■ Verilen metin
----

1. YAZARLAR

  2. Kurtuluş Tayiz

  3. Kürt politikasını gözden geçirme zamanı
Kurtuluş Tayiz

Kurtuluş Tayiz

Yazarın Tüm Yazıları >

Kürt politikasını gözden geçirme zamanı

14 Haziran 2011 Salı 21:09A+A-

Doğu ve Güneydoğu’da yedi ilde birinci olan, 2007 seçimlerine oranla oylarını kayda değer oranda arttırarak Meclis’e 36 milletvekili gönderen BDP, bu seçim başarısıyla AKP’yi Kürt politikasını yeniden gözden geçirmek zorunda bıraktı. Bu seçim sonuçları, bence ilk defa bu kadar net bir şekilde, Kürt sorununun bütün taraflarını, kesimlerini hesaba katmadan bu meselenin çözülemeyeceğini ortaya koydu.

BDP’nin yürüttüğü seçim kampanyasını hatırlayalım. Taraf‘ın 25 Mayıs 2011 tarihli sürmanşetinde bunun çarpıcı bir örneği yer alıyor. Diyarbakır adayı Leyla Zana seslendiği seçmenlerden “gerilla”için oy vermelerini istiyor. Seçimlerden önce Diyarbakır, Batman ve Van’da BDP’nin seçim etkinliklerini yakından izleme fırsatı bulmuştum. Seçim mitinglerine, adayların konuşmalarına, seçilen müzik ve propaganda afişlerine -hiç gizlemeye saklamaya gerek bile duymadan- damgasını vuran dağdaki silahlı güçler ve İmralı’da yatan Abdullah Öcalan oldu.

----

■ Çıkarılan bilgiler
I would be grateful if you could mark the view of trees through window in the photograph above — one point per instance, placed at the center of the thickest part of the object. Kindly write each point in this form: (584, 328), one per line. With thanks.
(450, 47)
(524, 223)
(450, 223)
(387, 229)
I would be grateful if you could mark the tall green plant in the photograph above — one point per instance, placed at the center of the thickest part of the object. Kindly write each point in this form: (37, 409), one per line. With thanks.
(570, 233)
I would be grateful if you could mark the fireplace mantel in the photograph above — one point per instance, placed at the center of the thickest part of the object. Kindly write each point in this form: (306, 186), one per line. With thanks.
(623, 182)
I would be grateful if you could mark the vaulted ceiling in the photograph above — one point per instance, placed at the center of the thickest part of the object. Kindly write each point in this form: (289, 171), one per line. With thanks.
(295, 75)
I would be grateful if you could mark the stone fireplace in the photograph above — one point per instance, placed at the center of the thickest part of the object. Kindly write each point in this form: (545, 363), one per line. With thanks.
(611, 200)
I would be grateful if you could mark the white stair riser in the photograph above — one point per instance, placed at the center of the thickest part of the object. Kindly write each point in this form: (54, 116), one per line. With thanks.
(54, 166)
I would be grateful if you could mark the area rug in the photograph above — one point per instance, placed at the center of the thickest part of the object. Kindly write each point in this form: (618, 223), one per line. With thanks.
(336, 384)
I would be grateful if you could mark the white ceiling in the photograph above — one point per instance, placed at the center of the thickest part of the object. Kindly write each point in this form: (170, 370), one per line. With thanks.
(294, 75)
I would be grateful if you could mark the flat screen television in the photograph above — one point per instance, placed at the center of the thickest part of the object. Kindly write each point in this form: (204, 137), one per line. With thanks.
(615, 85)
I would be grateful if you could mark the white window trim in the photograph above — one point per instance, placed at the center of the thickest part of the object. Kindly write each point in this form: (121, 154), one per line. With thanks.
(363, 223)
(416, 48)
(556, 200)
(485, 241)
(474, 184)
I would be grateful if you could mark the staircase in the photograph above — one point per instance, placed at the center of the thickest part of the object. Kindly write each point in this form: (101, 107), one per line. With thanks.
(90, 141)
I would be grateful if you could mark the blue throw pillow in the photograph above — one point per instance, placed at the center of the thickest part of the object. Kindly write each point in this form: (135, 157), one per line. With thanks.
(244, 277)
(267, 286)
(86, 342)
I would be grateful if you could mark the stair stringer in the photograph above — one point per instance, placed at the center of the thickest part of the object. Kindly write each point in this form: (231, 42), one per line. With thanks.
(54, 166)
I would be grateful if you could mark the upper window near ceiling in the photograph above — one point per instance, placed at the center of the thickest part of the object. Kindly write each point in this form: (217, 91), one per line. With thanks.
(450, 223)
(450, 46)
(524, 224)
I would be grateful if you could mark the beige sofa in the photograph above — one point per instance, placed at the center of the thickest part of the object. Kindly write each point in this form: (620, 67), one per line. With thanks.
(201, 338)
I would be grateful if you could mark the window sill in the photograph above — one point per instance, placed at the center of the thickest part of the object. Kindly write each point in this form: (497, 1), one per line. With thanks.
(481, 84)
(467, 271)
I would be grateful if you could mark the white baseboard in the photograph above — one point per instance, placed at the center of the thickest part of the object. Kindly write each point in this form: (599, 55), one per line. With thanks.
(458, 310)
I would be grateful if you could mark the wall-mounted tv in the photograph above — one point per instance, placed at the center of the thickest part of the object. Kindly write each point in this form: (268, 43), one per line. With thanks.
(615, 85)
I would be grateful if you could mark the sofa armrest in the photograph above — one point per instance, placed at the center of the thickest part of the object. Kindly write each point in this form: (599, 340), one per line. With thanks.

----

■ Görev A
Kürt politikası yazısında "Doğu ve Güneydoğu’da yedi ilde" diye başlayan paragrafı, ana bilgilerini koruyarak daha kısa biçimde yeniden yazın.
■ Görev B
Kürt politikası yazısını son cümlesinden sonra gelecek bölümü yazarak sürdürün.

■ Görev yanıtı A
BDP, Doğu ve Güneydoğu’da yedi ilde birinci oldu. Oylarını 2007 seçimlerine göre kayda değer oranda artırdı ve Meclis’e 36 milletvekili gönderdi. Bu başarı, AKP’yi Kürt politikasını yeniden gözden geçirmeye zorladı. Yazara göre sonuçlar, Kürt sorununun tüm tarafları hesaba katılmadan çözülemeyeceğini ilk kez bu kadar net gösterdi.

■ Görev yanıtı B
2007’deki genel seçimleri de hatırlıyorum. O zaman bugünün BDP’sinin yerini tutan DTP’nin desteklediği bağımsız adaylarla seçimlere girildi. DTP, o seçimlerde bugünkü gibi, bu kadar açıktan kendisini Kandil ve Öcalan ile özdeşleştirmemişti. Kürt siyasi hareketi, dağıyla ve düz ovasıyla ilk defa bu seçimlerde, bu kadar çok birleşti; dağ, ovayla arasındaki mesafeyi bir anda kapattı.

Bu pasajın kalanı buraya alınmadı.